- **Instruções do exercício**: Reproduza sem alterações o trecho do documento de origem, começando em "No governo FHC" e terminando em "2021, p. 4).".

A defesa da reforma e da redefinição do papel do Estado brasileiro se desenvolveu, de forma significativa desde a década de 1990 no Brasil, com a justificativa de que a reorganização nas funções prioritárias do Estado objetivava um avanço mais eficiente e produtivo em face das determinações da mundialização do capital. A Educação brasileira, a partir da década de 1990, principalmente no primeiro mandato de Fernando Henrique Cardoso – FHC (1995-1998), foi influenciada pelas reformas do Estado advindas de recomendações dos organismos internacionais e, a partir dos anos 2000, pelo aprofundamento da relação público-privada.
Esta relação intensificou-se a partir da Emenda Constitucional nº 95/16, de 15 de dezembro de 2016 que instituiu o Novo Regime Fiscal e congelou os gastos públicos por vinte exercícios financeiros inviabilizando, por um lado, a concretização de um planejamento efetivo dos gestores em ofertar uma educação pública que garanta a qualidade da aprendizagem e, por outro, à busca por parcerias com o setor privado torna-se uma alternativa para suprir as questões relativas aos direitos sociais.
Ao analisar a constituição histórica da relação público-privada no Brasil desde o período colonial, Pires (2015) afirma que o fortalecimento dessa relação na educação é resultado da lógica histórica de apropriação da esfera pública pelos setores privados hegemônicos5que se instituem em ações ‘solidárias’ criadas por empresários e grandes empresas. Na noção de público corrente no Estado Brasileiro, este seria um espaço para a manutenção dos privilégios, o que implica o distanciamento das reais necessidades da população em favor do desenvolvimento do capital.
No governo FHC (1995-1998; 1999-2002), a NGP assumiu caráter sistêmico, pois nesse governo foram defendidas diversas mudanças no campo econômico, gerencial e administrativo, o que “[...] marcou o reordenamento das funções do Estado e da gestão pública para superar, na visão de seus defensores, a crise do próprio Estado e atender às novas exigências do processo de globalização da economia” (FELIPE; CUNHA; BRITO, 2021, p. 4).

- **Dados registrados**:
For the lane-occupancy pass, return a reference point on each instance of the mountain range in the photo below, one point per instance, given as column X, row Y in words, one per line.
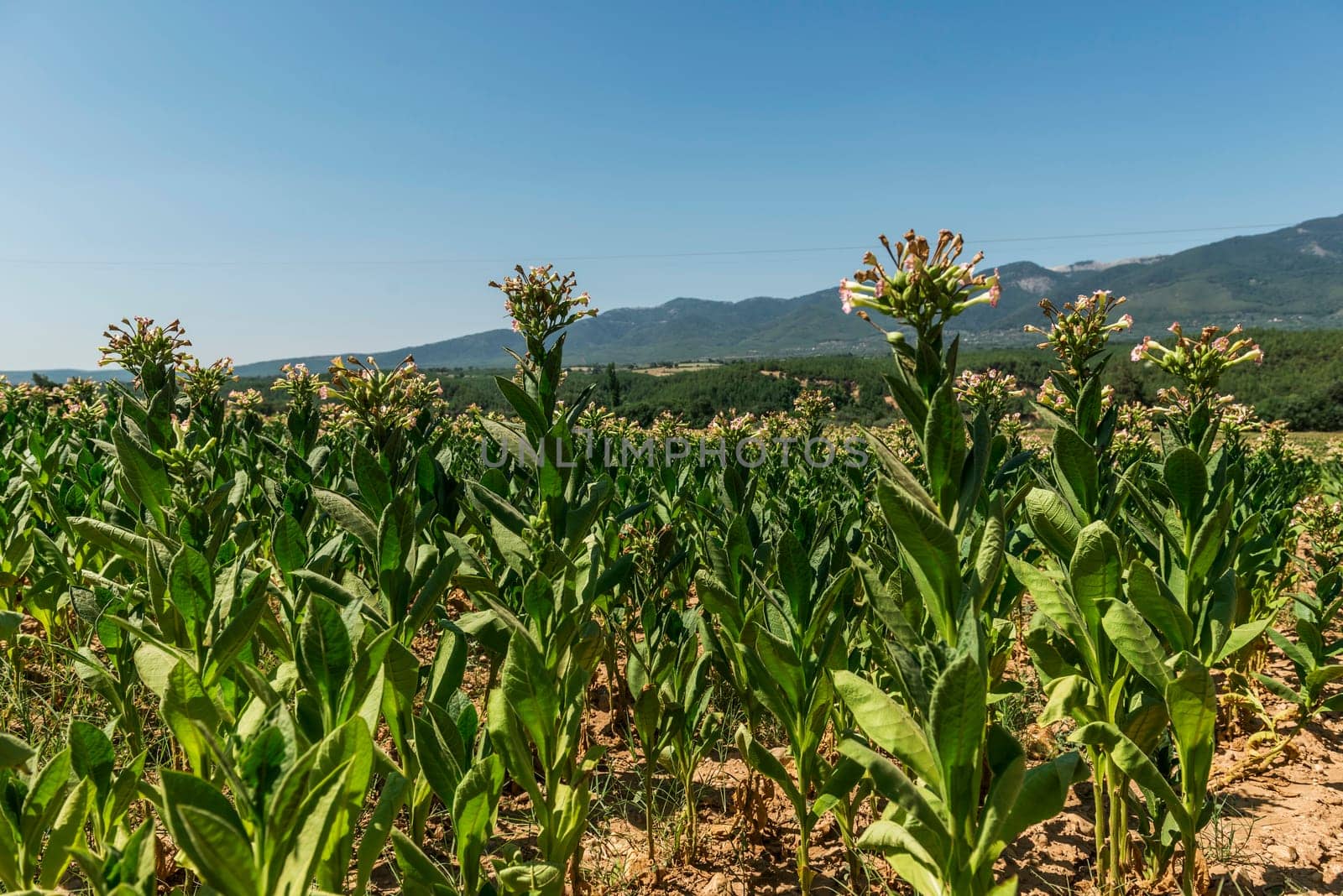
column 1287, row 278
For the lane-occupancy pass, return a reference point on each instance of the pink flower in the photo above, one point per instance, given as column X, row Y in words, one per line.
column 1139, row 351
column 845, row 297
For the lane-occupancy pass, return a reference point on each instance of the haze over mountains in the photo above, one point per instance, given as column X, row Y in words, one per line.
column 1288, row 278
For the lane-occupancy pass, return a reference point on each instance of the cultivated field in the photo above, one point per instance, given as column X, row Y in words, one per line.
column 367, row 645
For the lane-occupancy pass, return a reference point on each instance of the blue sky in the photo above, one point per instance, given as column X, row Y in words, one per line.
column 295, row 179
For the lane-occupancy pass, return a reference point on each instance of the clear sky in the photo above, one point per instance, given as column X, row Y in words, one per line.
column 309, row 177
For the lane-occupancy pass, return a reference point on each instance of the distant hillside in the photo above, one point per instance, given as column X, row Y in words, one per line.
column 1291, row 278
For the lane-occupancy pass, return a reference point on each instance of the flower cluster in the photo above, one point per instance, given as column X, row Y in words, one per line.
column 1080, row 331
column 595, row 418
column 1132, row 439
column 382, row 400
column 85, row 414
column 1322, row 524
column 926, row 287
column 541, row 302
column 810, row 409
column 732, row 427
column 1175, row 404
column 1051, row 396
column 1239, row 419
column 304, row 387
column 665, row 427
column 248, row 401
column 141, row 346
column 990, row 391
column 205, row 385
column 1199, row 362
column 903, row 441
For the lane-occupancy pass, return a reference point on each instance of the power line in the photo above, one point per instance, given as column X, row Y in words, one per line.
column 434, row 262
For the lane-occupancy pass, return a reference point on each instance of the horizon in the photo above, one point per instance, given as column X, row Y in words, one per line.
column 1081, row 264
column 293, row 180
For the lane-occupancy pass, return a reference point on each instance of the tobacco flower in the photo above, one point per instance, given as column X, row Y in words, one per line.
column 926, row 287
column 1199, row 362
column 141, row 346
column 1080, row 331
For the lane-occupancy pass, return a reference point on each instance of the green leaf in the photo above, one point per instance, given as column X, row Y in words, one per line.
column 1186, row 477
column 958, row 718
column 1135, row 643
column 1076, row 471
column 420, row 875
column 1150, row 597
column 525, row 407
column 44, row 799
column 373, row 482
column 1241, row 638
column 192, row 589
column 65, row 833
column 348, row 517
column 326, row 654
column 186, row 706
column 1053, row 522
column 1192, row 701
column 796, row 575
column 769, row 765
column 289, row 544
column 104, row 534
column 888, row 725
column 474, row 808
column 931, row 551
column 892, row 784
column 145, row 472
column 91, row 754
column 13, row 753
column 1044, row 793
column 1135, row 763
column 530, row 691
column 221, row 856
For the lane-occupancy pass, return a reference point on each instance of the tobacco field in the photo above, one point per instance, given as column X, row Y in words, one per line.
column 368, row 645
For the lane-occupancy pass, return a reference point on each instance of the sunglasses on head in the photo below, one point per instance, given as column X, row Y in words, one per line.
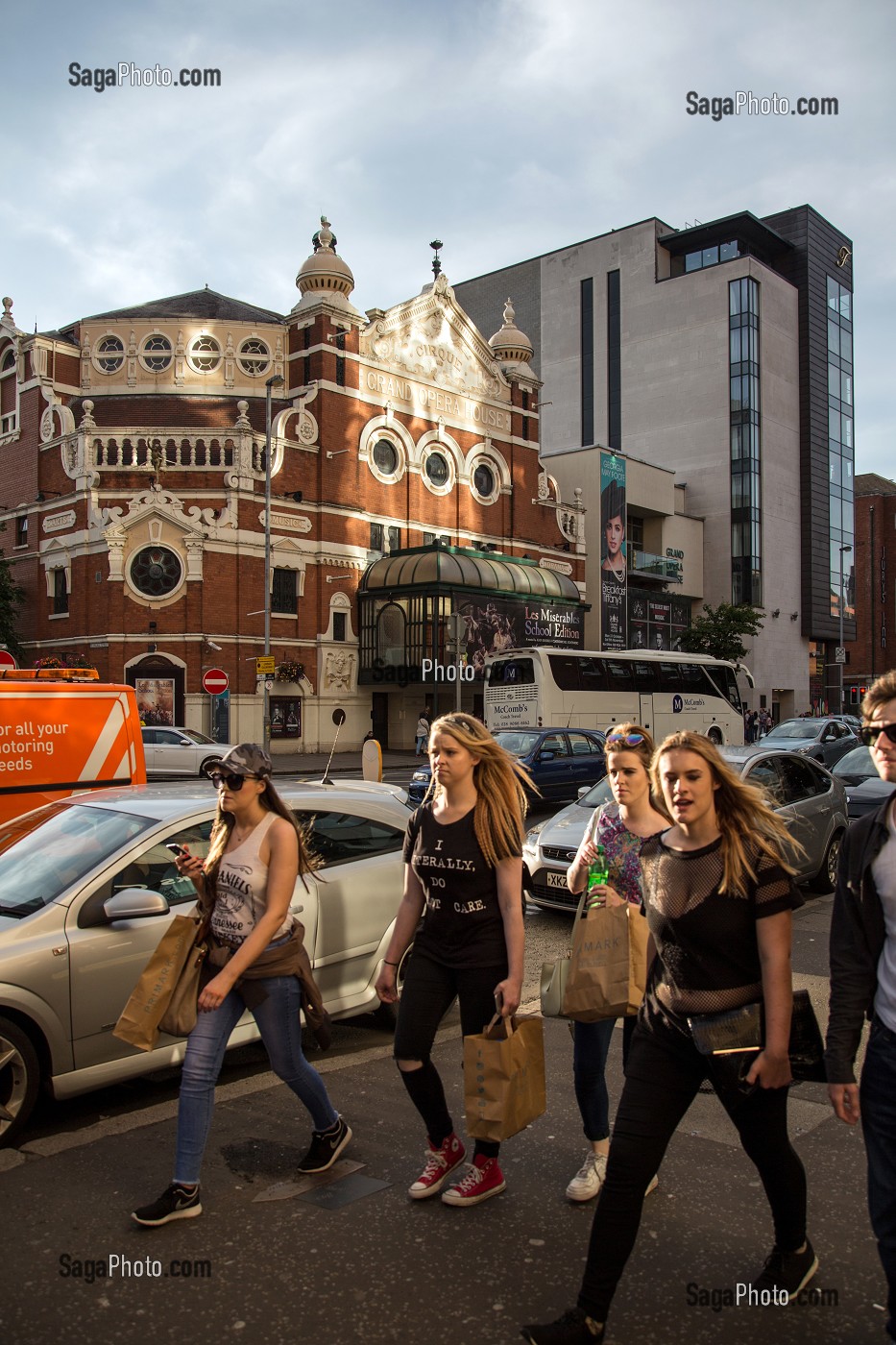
column 630, row 740
column 233, row 782
column 871, row 732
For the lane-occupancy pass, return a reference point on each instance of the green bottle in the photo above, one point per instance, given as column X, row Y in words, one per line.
column 597, row 870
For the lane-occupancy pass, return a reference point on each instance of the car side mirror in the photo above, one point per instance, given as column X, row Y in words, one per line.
column 134, row 904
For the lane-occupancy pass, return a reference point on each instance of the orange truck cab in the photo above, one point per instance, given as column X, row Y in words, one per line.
column 61, row 730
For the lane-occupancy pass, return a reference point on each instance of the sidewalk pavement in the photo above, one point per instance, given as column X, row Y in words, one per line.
column 385, row 1268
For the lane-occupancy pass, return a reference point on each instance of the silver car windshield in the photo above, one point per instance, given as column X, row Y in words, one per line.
column 46, row 851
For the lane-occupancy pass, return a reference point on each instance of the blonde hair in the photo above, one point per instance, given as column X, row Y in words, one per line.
column 225, row 822
column 742, row 811
column 644, row 752
column 879, row 693
column 499, row 779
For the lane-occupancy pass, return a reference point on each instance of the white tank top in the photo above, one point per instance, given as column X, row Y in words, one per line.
column 241, row 892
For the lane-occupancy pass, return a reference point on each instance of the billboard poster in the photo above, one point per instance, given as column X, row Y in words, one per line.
column 493, row 625
column 614, row 575
column 155, row 699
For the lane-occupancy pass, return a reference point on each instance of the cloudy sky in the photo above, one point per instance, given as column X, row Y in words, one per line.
column 506, row 128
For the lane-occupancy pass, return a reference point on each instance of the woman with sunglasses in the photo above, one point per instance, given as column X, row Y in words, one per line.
column 718, row 897
column 463, row 876
column 620, row 827
column 255, row 961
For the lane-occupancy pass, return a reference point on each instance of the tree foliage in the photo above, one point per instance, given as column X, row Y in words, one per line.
column 11, row 599
column 721, row 631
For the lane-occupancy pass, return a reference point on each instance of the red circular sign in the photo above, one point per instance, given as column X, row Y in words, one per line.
column 215, row 681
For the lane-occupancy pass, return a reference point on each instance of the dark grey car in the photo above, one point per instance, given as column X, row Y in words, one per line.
column 811, row 802
column 824, row 740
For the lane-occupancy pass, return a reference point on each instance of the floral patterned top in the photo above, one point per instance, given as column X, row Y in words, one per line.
column 621, row 849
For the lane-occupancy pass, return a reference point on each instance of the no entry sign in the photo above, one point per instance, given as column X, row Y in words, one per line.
column 215, row 681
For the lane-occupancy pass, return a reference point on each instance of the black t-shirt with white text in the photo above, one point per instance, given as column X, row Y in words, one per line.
column 462, row 921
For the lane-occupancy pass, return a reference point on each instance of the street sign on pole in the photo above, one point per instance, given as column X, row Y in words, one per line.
column 214, row 681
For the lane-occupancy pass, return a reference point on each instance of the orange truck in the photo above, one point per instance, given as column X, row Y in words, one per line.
column 62, row 730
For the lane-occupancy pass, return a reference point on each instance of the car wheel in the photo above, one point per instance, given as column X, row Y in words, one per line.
column 386, row 1015
column 826, row 877
column 19, row 1080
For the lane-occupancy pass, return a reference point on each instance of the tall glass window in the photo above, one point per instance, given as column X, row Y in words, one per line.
column 841, row 453
column 745, row 440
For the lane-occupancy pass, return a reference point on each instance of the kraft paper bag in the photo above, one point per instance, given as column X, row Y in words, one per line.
column 608, row 964
column 503, row 1078
column 140, row 1019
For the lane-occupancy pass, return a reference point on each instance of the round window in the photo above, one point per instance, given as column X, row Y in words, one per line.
column 485, row 480
column 386, row 457
column 254, row 356
column 108, row 354
column 205, row 354
column 157, row 571
column 437, row 468
column 157, row 354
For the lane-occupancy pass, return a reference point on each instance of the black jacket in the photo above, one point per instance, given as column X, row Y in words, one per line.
column 858, row 935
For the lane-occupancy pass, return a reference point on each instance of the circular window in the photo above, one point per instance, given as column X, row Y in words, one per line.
column 157, row 354
column 386, row 456
column 254, row 356
column 483, row 480
column 108, row 354
column 205, row 354
column 437, row 470
column 157, row 571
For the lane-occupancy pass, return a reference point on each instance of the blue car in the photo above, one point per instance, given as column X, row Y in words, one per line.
column 561, row 762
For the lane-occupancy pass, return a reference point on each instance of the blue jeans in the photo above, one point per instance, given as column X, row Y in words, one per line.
column 280, row 1028
column 878, row 1103
column 591, row 1044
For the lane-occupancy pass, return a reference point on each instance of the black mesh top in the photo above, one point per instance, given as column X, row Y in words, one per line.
column 707, row 951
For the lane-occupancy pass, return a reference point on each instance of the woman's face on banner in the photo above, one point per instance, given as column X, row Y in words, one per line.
column 614, row 533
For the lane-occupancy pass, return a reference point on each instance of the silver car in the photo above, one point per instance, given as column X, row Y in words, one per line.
column 171, row 750
column 87, row 887
column 811, row 800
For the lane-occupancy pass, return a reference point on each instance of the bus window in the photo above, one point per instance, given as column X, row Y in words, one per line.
column 646, row 679
column 566, row 670
column 619, row 675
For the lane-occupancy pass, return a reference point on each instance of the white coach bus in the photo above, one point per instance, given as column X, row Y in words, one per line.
column 550, row 688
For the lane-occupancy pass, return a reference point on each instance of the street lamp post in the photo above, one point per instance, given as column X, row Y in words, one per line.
column 275, row 380
column 842, row 601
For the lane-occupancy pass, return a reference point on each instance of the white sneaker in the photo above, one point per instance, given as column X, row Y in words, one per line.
column 588, row 1180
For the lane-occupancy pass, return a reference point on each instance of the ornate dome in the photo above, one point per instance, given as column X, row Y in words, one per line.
column 510, row 345
column 325, row 271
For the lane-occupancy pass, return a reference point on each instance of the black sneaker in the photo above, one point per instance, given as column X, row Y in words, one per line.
column 573, row 1328
column 786, row 1273
column 175, row 1203
column 326, row 1146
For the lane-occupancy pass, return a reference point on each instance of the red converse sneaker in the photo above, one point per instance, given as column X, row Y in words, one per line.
column 483, row 1180
column 440, row 1163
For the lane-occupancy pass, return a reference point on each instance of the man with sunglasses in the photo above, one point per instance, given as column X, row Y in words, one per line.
column 862, row 982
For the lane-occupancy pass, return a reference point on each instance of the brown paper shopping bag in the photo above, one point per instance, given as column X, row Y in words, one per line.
column 503, row 1078
column 608, row 964
column 151, row 997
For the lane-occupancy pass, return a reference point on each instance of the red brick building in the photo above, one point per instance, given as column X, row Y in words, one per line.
column 132, row 477
column 875, row 580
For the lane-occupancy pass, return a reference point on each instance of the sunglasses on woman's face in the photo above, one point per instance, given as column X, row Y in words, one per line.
column 628, row 740
column 231, row 782
column 871, row 732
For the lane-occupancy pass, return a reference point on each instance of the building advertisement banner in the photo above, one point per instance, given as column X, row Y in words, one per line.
column 614, row 575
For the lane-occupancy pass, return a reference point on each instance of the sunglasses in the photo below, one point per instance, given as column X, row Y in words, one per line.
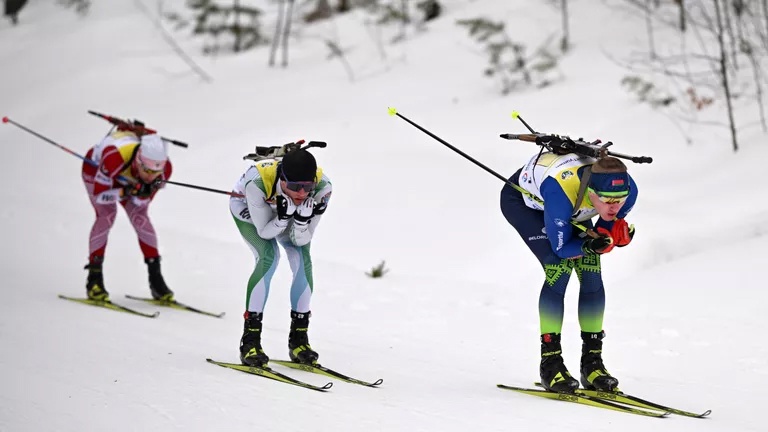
column 611, row 197
column 298, row 186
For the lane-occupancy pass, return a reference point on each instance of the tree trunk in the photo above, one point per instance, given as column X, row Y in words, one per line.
column 681, row 5
column 765, row 14
column 649, row 28
column 343, row 6
column 236, row 27
column 276, row 38
column 723, row 60
column 564, row 43
column 729, row 28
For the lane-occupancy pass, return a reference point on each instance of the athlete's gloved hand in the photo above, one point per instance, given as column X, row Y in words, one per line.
column 304, row 211
column 600, row 245
column 140, row 189
column 285, row 208
column 621, row 233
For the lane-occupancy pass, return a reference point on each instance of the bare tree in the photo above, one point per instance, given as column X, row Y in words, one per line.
column 649, row 28
column 564, row 42
column 681, row 7
column 282, row 31
column 723, row 61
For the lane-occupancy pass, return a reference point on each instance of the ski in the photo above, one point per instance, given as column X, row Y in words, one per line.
column 173, row 304
column 623, row 398
column 584, row 400
column 109, row 305
column 266, row 372
column 322, row 370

- **Solução da tarefa**:
No governo FHC (1995-1998; 1999-2002), a NGP assumiu caráter sistêmico, pois nesse governo foram defendidas diversas mudanças no campo econômico, gerencial e administrativo, o que “[...] marcou o reordenamento das funções do Estado e da gestão pública para superar, na visão de seus defensores, a crise do próprio Estado e atender às novas exigências do processo de globalização da economia” (FELIPE; CUNHA; BRITO, 2021, p. 4).